Workers Vanguard No. 1131 |
6 April 2018 |
Democrats Exploit School Massacre
Gun Control Schemes: Threat to Labor, Blacks
In response to the criminal killing of 17 people at Marjory Stoneman Douglas High School in Parkland, Florida, on February 14, over a million protesters rallied nationwide in one of the biggest mobilizations for gun control in U.S. history. The horror of mass shootings has become a habitual episode in modern America. And the aftermath of such massacres has become predictable: a debate over gun violence, in which each party of the blood-soaked and hypocritical ruling class follows its playbook.
Trump, who once gloated about how he could “shoot somebody” and “wouldn’t lose voters,” offered “thoughts and prayers” alongside reactionary schemes of deputizing armed teachers as adjuncts to the police. The Democrats offered their own reactionary schemes for gun control, supplying the cash, organizers and glitterati for the “March for Our Lives” protest. They saw a new platform for their “resistance,” a pony they could ride all the way to the midterm elections this fall.
Just under three years ago, the Obama government seized on the coldblooded Charleston church massacre to push gun restrictions. There, nine black people were assassinated by a white-supremacist killer. They were unable to defend themselves precisely because they were unarmed.
The current aim is a ban on semiautomatic rifles like the one used in Parkland and other massacres by lone gunmen in the last several years. The AR-15 available to civilians is a modified version of a fully automatic military weapon. It accounts for nearly one in five guns sold in the U.S., is relatively easy to use and is designed to produce maximum casualties quickly. Though the majority of homicides in this country are committed with handguns, many people, including gun owners, are sympathetic to banning the AR-15 and other semiautomatics, as well as high-capacity magazines, in the name of curbing gun violence.
No matter how it’s packaged, behind any gun legislation is a move toward disarming the exploited and oppressed. As Marxists, we oppose gun control laws and uphold the right to armed self-defense, a necessity for the working class, black people and the populace as a whole. In a 1916 piece titled, “The Military Programme of the Proletarian Revolution,” Bolshevik leader V.I. Lenin underlined that the struggle for working-class revolution required an armed proletariat: “An oppressed class which does not strive to learn to use arms, to acquire arms, only deserves to be treated like slaves.”
Ultimately the issue of gun control is this: do you trust this consummately violent state, based on vicious exploitation and racial oppression, to have a monopoly of arms? The purpose of the capitalist state and its armed bodies of men—the local and federal police, the prison guards, the National Guard, the military—is to maintain the rule of the tiny class of exploiters against the working class and the oppressed.
The mass murderers in Washington represent the world’s most powerful imperialist state, inflicting unprecedented carnage—from the Korean War to Vietnam and Iraq, over seven million dead. Meanwhile, their police thugs on America’s streets kill some 1,000 people a year, many for the “crime” of being black. A January article in the black magazine The Root notes: “Cops killed more Americans in 2017 than terrorists did (four). They killed more citizens than airplanes (13 deaths worldwide), mass shooters (428 deaths) and Chicago’s ‘top gang thugs’ (675 Chicago homicides).” To the capitalist rulers, the lives of the black and Latino poor are considered expendable. When protesters demonstrate against racist cop terror, they receive no celebrity fanfare or compassion from the media or politicians.

Raw records:
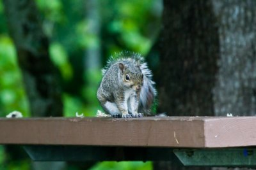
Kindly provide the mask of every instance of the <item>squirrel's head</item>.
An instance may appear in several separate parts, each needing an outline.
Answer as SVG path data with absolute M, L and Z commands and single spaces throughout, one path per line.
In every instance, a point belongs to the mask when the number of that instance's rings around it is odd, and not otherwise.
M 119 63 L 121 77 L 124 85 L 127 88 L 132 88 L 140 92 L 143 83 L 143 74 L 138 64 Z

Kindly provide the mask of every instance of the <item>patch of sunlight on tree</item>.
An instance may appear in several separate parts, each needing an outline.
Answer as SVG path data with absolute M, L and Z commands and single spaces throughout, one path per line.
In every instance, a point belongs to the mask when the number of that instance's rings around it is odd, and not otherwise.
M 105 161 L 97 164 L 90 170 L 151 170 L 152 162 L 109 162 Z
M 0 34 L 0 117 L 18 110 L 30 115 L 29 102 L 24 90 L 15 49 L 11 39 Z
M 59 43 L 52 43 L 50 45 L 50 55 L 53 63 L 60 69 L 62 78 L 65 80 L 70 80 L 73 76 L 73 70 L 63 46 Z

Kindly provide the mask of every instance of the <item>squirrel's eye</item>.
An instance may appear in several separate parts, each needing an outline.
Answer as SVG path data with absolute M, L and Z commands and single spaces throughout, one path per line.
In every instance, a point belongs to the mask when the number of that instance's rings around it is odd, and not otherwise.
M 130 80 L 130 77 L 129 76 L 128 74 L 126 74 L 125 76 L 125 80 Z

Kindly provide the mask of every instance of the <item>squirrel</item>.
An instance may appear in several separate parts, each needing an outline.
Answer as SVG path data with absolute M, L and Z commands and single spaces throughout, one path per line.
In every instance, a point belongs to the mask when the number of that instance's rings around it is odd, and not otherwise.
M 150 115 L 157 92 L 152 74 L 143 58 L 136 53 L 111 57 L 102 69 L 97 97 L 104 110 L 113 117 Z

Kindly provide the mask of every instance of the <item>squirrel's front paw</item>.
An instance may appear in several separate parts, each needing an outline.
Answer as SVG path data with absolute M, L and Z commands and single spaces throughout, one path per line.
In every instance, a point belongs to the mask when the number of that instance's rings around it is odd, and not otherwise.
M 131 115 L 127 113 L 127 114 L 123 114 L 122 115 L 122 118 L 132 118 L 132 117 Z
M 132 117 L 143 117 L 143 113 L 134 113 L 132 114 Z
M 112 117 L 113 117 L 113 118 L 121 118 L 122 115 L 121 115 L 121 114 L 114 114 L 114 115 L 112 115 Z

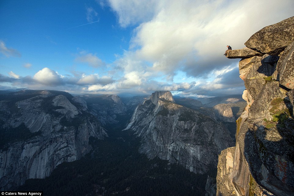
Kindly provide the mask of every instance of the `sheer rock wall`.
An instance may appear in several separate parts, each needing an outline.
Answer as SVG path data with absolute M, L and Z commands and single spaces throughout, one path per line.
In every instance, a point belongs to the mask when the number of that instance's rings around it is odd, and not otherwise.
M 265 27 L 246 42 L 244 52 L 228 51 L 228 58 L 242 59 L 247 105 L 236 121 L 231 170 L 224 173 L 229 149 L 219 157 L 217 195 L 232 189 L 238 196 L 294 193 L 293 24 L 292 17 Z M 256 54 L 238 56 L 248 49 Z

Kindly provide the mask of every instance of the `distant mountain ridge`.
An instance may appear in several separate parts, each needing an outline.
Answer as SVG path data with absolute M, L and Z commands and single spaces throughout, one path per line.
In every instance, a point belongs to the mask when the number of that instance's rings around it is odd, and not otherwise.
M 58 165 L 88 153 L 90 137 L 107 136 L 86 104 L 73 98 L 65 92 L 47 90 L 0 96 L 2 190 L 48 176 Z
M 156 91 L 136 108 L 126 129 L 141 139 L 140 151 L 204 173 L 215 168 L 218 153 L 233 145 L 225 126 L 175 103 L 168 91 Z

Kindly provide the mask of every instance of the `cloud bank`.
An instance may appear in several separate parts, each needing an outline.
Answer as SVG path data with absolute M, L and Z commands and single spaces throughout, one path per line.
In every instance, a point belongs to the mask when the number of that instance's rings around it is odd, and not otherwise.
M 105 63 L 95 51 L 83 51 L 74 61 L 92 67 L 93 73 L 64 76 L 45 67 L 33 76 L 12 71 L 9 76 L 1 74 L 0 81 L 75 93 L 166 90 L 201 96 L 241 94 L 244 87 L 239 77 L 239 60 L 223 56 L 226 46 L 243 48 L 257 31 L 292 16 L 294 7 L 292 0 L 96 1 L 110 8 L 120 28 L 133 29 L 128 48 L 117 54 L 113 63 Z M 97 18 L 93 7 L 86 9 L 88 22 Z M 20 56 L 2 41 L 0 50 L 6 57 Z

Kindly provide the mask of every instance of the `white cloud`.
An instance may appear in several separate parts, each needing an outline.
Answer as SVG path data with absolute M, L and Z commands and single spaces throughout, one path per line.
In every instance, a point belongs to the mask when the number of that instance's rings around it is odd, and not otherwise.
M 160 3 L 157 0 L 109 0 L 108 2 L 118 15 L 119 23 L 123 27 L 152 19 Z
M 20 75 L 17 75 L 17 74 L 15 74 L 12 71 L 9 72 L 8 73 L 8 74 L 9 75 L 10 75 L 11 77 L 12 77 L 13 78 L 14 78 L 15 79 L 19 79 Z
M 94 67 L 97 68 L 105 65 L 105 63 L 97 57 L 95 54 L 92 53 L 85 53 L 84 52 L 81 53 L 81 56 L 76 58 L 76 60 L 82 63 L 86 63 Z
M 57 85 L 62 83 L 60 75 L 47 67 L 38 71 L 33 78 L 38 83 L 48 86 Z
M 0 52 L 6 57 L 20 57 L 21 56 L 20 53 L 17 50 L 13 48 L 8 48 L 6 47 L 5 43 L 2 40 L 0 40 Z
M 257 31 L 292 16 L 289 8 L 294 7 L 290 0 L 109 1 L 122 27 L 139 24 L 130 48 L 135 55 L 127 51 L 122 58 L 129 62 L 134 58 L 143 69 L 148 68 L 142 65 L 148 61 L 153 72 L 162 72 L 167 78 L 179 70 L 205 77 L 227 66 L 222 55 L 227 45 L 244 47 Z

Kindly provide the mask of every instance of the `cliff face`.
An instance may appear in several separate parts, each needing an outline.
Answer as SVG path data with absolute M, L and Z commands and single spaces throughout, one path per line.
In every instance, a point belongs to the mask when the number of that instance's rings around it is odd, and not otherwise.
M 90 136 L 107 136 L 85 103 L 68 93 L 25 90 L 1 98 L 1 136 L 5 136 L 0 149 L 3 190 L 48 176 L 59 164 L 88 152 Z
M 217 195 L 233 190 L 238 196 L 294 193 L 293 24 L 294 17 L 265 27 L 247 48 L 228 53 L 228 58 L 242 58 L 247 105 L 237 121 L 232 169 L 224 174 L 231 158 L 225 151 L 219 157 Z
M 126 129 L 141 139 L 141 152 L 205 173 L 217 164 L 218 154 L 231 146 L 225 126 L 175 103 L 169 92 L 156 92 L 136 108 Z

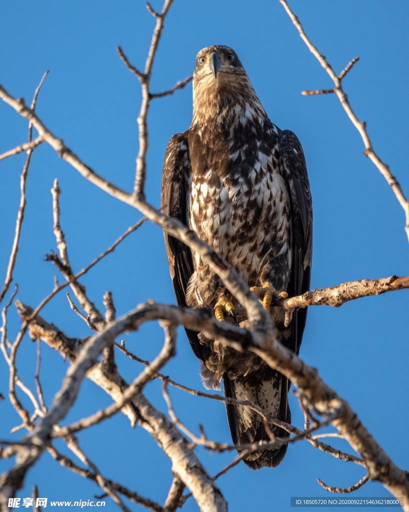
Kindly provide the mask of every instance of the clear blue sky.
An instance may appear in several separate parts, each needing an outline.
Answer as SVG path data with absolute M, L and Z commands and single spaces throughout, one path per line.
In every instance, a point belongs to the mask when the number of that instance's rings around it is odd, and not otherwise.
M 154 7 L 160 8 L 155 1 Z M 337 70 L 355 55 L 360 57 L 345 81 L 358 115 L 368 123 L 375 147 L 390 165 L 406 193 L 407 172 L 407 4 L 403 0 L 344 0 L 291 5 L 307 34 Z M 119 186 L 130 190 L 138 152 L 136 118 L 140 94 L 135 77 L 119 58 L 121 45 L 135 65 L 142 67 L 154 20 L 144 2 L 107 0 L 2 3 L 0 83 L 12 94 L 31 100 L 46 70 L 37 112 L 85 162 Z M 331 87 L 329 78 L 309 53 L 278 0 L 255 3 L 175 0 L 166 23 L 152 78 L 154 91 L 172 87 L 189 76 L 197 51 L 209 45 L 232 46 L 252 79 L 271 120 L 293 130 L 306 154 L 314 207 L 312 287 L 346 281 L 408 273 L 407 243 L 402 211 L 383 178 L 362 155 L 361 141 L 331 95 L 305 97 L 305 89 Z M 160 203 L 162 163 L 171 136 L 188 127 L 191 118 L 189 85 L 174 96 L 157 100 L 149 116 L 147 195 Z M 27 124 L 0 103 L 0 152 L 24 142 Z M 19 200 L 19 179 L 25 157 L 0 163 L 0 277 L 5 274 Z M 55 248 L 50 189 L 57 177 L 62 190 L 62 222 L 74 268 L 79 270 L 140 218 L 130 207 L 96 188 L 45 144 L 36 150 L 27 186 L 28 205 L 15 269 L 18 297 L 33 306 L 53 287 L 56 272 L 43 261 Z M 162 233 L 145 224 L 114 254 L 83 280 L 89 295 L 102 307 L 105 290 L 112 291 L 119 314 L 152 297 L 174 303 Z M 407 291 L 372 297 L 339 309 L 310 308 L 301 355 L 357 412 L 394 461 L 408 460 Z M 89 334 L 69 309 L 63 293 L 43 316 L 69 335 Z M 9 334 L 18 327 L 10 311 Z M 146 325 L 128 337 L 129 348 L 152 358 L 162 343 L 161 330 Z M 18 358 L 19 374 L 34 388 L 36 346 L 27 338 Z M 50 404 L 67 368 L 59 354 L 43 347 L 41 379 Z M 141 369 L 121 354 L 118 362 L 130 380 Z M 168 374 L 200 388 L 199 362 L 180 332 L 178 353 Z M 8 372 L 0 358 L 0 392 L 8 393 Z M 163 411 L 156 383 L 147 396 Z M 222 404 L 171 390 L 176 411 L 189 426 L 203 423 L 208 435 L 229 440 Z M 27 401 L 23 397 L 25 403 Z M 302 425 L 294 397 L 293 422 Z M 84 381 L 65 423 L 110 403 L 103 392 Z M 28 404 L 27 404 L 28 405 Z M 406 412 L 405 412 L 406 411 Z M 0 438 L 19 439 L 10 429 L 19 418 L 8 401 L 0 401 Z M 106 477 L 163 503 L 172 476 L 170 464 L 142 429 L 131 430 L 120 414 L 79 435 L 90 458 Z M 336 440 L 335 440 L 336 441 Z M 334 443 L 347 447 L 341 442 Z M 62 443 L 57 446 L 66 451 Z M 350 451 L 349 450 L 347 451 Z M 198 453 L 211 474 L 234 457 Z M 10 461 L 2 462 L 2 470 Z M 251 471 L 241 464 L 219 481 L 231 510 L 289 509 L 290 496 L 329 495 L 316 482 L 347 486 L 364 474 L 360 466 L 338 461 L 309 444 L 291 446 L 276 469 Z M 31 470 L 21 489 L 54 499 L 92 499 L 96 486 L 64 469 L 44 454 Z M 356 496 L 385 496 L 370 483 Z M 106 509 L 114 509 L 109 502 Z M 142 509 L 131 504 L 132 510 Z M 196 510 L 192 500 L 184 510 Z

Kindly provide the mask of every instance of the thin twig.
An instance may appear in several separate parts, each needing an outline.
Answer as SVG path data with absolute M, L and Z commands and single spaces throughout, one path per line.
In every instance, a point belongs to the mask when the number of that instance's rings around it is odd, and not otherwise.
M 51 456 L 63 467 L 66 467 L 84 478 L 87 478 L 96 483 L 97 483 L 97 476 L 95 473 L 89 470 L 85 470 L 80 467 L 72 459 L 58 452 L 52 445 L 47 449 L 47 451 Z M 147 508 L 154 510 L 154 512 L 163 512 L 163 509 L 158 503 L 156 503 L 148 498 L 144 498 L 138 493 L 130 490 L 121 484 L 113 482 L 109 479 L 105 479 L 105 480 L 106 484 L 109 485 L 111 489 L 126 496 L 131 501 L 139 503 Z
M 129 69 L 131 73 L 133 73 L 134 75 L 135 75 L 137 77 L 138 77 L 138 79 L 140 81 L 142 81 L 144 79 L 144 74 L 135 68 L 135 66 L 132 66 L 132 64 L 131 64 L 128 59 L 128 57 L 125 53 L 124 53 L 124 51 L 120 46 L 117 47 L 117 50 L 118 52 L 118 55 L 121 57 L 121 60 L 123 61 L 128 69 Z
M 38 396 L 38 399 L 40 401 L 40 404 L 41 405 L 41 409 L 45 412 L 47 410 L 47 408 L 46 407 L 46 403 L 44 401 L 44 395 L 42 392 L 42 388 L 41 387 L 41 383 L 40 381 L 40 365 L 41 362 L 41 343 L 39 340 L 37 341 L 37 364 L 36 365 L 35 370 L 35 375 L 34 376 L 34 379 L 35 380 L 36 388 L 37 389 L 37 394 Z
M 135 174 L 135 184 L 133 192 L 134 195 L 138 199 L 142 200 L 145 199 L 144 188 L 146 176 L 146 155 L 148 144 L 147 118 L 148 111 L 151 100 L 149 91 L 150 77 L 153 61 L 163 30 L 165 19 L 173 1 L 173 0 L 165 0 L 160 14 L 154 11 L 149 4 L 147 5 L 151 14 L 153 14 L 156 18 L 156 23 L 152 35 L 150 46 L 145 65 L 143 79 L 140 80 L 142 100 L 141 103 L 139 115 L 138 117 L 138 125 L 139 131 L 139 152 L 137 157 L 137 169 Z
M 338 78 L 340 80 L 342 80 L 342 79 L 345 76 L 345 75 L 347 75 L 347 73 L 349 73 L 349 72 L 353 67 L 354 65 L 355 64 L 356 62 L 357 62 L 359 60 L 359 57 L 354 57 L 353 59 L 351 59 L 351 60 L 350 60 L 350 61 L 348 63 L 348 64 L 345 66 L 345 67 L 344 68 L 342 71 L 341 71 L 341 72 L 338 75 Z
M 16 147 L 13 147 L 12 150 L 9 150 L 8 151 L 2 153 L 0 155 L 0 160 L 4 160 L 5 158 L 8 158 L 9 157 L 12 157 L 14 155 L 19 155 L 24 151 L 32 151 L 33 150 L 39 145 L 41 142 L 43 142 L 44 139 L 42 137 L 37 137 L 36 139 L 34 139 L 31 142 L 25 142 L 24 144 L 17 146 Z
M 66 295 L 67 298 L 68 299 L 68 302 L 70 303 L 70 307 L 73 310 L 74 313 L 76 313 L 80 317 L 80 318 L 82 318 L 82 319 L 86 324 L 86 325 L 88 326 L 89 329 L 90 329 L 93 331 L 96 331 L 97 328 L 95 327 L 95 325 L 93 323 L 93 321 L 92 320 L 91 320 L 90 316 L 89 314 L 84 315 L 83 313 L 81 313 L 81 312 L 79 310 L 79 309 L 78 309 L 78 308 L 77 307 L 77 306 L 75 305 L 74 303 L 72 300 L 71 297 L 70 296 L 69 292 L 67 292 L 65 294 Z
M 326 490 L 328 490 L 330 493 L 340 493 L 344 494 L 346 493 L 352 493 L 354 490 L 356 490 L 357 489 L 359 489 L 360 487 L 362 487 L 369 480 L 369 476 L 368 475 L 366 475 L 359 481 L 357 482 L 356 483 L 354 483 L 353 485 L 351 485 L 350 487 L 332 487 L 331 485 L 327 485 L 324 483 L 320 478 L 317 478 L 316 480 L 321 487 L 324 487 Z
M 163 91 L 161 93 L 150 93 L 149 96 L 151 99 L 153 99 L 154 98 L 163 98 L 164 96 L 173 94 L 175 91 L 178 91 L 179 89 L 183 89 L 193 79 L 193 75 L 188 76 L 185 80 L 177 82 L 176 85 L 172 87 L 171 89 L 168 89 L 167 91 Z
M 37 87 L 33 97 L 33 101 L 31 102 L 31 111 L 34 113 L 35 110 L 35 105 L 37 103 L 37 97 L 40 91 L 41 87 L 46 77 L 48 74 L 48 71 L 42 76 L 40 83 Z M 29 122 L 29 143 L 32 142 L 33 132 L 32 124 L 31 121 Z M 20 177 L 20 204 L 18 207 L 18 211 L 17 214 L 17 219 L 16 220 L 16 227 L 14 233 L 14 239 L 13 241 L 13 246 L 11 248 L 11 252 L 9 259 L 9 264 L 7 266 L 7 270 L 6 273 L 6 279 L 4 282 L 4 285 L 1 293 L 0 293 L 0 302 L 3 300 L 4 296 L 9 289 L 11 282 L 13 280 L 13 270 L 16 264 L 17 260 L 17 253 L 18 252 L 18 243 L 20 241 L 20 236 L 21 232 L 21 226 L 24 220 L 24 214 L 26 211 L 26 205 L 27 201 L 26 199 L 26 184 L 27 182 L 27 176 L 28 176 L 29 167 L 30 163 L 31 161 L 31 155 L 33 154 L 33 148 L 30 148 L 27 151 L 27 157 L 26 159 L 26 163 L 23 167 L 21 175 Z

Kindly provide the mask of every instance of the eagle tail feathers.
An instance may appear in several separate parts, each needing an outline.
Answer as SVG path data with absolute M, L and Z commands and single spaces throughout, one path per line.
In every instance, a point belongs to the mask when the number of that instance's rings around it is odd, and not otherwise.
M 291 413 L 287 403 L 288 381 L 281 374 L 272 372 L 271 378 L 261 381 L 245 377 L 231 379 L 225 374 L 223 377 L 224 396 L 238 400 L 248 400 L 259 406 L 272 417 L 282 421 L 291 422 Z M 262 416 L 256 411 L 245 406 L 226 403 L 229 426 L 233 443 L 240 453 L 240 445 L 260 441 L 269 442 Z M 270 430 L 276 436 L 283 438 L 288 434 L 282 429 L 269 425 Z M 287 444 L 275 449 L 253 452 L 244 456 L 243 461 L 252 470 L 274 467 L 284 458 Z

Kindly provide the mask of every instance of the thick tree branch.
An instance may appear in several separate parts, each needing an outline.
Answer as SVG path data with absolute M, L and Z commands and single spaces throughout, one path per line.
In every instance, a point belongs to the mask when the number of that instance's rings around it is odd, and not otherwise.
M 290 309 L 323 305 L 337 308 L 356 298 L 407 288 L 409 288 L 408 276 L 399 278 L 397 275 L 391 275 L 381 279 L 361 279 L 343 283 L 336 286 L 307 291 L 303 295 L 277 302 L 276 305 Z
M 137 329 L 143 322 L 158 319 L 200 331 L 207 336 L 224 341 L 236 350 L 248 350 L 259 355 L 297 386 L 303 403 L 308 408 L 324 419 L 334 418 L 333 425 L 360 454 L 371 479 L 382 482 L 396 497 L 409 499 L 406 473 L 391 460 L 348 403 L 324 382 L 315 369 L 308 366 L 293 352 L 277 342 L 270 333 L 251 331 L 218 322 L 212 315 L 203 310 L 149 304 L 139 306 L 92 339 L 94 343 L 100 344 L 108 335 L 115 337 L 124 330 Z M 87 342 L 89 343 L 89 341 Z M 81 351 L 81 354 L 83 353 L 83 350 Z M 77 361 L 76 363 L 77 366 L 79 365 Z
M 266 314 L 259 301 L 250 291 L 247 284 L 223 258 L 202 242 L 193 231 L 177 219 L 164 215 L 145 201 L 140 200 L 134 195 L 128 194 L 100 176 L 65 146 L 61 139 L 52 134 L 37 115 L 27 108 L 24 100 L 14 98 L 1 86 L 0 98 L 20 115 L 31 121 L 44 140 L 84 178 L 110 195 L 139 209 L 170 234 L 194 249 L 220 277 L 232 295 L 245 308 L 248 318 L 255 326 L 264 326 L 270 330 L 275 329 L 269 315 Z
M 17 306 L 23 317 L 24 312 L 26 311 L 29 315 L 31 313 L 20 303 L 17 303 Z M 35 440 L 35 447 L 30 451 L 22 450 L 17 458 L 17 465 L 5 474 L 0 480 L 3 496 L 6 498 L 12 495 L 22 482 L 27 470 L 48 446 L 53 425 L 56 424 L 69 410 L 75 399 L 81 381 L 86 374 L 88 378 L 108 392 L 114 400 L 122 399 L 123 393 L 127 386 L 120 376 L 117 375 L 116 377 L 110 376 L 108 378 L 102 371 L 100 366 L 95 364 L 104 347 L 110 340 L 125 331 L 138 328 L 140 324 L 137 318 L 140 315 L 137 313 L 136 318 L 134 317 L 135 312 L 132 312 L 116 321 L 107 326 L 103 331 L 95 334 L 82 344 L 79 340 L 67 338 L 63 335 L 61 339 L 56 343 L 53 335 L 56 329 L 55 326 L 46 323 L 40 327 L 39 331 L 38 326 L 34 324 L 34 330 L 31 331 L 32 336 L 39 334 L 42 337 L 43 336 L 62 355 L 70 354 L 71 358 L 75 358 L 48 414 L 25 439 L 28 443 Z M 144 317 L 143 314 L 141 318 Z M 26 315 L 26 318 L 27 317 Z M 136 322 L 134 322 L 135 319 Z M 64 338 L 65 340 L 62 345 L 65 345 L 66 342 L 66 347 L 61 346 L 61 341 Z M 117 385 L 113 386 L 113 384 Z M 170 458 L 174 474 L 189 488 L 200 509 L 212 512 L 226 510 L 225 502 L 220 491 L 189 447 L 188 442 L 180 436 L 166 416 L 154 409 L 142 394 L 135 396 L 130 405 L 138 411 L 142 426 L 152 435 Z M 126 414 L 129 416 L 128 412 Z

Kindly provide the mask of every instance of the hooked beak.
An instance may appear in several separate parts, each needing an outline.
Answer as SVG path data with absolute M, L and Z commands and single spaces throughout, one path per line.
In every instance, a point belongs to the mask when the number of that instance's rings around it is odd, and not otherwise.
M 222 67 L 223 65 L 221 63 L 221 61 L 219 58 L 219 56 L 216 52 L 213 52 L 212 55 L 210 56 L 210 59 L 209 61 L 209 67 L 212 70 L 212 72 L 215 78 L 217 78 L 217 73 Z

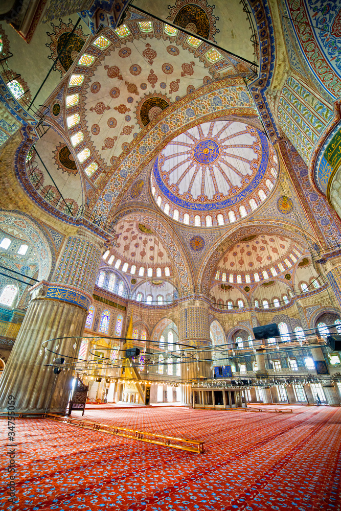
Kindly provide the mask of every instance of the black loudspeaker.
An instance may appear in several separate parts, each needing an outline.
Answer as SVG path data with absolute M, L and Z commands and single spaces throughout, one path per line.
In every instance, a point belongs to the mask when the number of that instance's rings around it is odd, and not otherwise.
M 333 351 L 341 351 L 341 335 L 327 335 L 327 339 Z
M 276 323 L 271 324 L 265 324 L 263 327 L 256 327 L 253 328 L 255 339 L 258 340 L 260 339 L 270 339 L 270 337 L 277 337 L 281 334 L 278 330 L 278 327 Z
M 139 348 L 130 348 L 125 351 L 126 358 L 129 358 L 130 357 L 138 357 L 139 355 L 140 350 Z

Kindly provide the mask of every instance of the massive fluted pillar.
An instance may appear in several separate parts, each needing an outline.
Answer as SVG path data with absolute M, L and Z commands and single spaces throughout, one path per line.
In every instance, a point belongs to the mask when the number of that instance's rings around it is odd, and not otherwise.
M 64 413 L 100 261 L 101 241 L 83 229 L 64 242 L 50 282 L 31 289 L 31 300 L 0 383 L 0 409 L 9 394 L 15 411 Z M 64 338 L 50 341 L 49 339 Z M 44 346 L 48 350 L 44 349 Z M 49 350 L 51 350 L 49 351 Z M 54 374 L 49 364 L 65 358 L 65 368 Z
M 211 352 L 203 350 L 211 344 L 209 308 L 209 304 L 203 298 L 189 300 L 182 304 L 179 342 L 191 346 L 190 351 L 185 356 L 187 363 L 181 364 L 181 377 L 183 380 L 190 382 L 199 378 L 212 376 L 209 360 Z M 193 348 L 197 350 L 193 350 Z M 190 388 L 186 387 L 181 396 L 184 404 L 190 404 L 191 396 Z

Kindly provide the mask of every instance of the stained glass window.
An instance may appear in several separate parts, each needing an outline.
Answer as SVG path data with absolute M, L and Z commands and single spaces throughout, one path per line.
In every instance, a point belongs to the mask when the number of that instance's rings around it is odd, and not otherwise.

List of tasks:
1. Answer these questions from the gun control article:
(a) How many people were killed at Marjory Stoneman Douglas High School?
(b) What share of guns sold in the U.S. does the AR-15 account for?
(c) In what year did Lenin write "The Military Programme of the Proletarian Revolution"?
2. Please say whether each statement agrees with the gun control article, giving yes or no and quoting the words that decide it.
(a) Most homicides in the U.S. are committed with handguns.
(b) Twelve people were killed in the Charleston church massacre.
(c) The Root reported that police killed more Americans in 2017 than terrorists did.
3. Pick up the gun control article after its final sentence and continue it.
The listing has no connection to the gun control article.

Answers given:
1.
(a) 17
(b) Nearly one in five
(c) 1916

2.
(a) Yes: "the majority of homicides in this country are committed with handguns"
(b) No: "nine black people were assassinated by a white-supremacist killer"
(c) Yes: "Cops killed more Americans in 2017 than terrorists did (four)."

3.
Disarming the Oppressed
Capitalist America is riddled with examples of black people, Latinos and Native Americans fiercely repressed or massacred by government forces, and of workers shot down for striking or fighting to unionize. To this day, longshoremen on the West Coast commemorate “Bloody Thursday,” the day during the 1934 waterfront strike when thousands of strikers engaged in pitched battles with the police. After hours of fighting, the strikers retreated and were ambushed by cops. Over 70 workers were shot, most in the back, and two were killed.
A history of gun control shows how the bourgeoisie tries to quell any resistance to its rule, particularly in periods of social struggle. The first time the Supreme Court directly and explicitly curtailed the Second Amendment was the 1886 Presser v. Illinois decision, when it ruled that militant workers in Chicago could not form armed militias. In 1934, the U.S. government banned automatic weapons when workers were striking during the Great Depression. When the Black Panthers marched with loaded firearms, the federal gun control act was pushed forward to ward off black self-defense against racist police, especially in the face of the ghetto uprisings in 1968.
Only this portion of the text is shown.